### 抜粋 ###

アンガーマネジメントVol.42 ~ 足下の泉を見よ ~

自分の意思ではないことがやってきたとき
「いやだな」と思わず、まず自分の足元を掘ってみる

ものすごく頭に来たり不安になったりすると、「自分はこれからどこに行けばいいのか」分からなくなり、本来の目的地からどんどん遠ざかる方向音痴的な行動を取ってしまいがちです。(ビルから出ると、駅とは全く逆の方向に歩いて行ってしまう私のような行動パターンです…)

私もたまに感情を乱されます。そんな時は「足下の泉を見よ」というフレーズを思い出すのです。

今回は、この言葉を掘り下げて考えてみましょう。

この言葉は、哲学者ニーチェの言葉です。

せっかくなので、著書から引用してみます。

「きみの立っている場所を深く掘り下げてみよ。泉はその足下にある。ここではないどこか遠くの場所に、見知らぬ異国の土地に、自分の探しているもの、自分に最も合ったものを探そうとする若者のなんと多いことか。
実は、自分の視線が一度も向けられたことのない自分の足下にこそ、汲めども尽きせぬ泉がある。求めるものが埋まっている。自分に与えられた多くの宝が眠っている」

この言葉を実践している方が、元宮城県知事の浅野史郎氏。ご自身が血液がんのT細胞白血病と診断された時、絶望していたのは1時間。その後は『闘う』事を宣言したそうです。当時浅野氏は宮城県知事を歴任された後、慶應義塾大学で教鞭を取り、2本のテレビレギュラーを抱えていましたが、治療に専念すると決め、大学の講義を休講にし、テレビ番組も降板します。

### 提供データ ###

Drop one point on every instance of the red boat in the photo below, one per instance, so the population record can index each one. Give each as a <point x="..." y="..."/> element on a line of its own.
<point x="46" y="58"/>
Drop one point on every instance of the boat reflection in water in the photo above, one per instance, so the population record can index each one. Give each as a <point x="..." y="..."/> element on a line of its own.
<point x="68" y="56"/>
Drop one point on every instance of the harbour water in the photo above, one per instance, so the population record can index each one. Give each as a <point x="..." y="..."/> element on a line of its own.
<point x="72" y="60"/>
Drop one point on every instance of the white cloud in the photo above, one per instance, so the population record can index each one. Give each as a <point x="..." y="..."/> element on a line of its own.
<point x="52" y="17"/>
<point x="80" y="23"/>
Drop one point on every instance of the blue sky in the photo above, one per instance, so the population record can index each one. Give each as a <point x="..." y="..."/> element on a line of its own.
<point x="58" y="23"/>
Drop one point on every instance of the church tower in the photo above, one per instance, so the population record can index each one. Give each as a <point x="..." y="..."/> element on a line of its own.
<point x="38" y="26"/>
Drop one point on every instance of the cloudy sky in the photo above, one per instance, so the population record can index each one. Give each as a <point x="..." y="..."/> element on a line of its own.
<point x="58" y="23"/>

###
### 提供データ ###

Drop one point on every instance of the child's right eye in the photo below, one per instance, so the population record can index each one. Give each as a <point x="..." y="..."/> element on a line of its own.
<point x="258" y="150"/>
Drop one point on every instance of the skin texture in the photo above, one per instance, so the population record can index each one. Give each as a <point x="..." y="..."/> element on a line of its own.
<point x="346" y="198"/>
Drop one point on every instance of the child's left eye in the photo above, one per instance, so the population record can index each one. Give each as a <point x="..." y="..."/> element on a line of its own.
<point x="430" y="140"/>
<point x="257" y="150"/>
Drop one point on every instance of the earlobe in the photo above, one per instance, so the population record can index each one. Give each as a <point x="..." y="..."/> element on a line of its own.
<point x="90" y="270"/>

###
### 提供データ ###

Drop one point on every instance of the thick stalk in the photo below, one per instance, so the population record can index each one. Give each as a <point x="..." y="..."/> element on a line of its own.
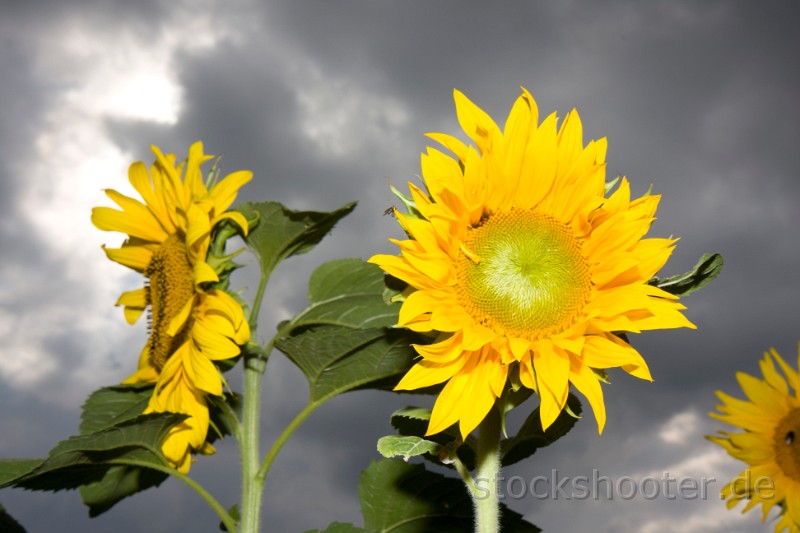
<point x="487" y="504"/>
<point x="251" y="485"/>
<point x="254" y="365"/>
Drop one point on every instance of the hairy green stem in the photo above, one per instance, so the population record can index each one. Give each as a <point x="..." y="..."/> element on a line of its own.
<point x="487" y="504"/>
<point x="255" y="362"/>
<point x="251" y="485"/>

###

作業内容:
1. 抜粋のうち「自分の意思ではないことがやってきたとき」から「のような行動パターンです…)」までの部分をすべて、一字も変えずに書き写す。
2. 抜粋によると、浅野史郎氏は白血病と診断された時、どれだけの時間絶望していたか。
データは抜粋とは別の出典から取ったものである。

各課題の解答:
1.
自分の意思ではないことがやってきたとき
「いやだな」と思わず、まず自分の足元を掘ってみる

ものすごく頭に来たり不安になったりすると、「自分はこれからどこに行けばいいのか」分からなくなり、本来の目的地からどんどん遠ざかる方向音痴的な行動を取ってしまいがちです。(ビルから出ると、駅とは全く逆の方向に歩いて行ってしまう私のような行動パターンです…)

2. 1時間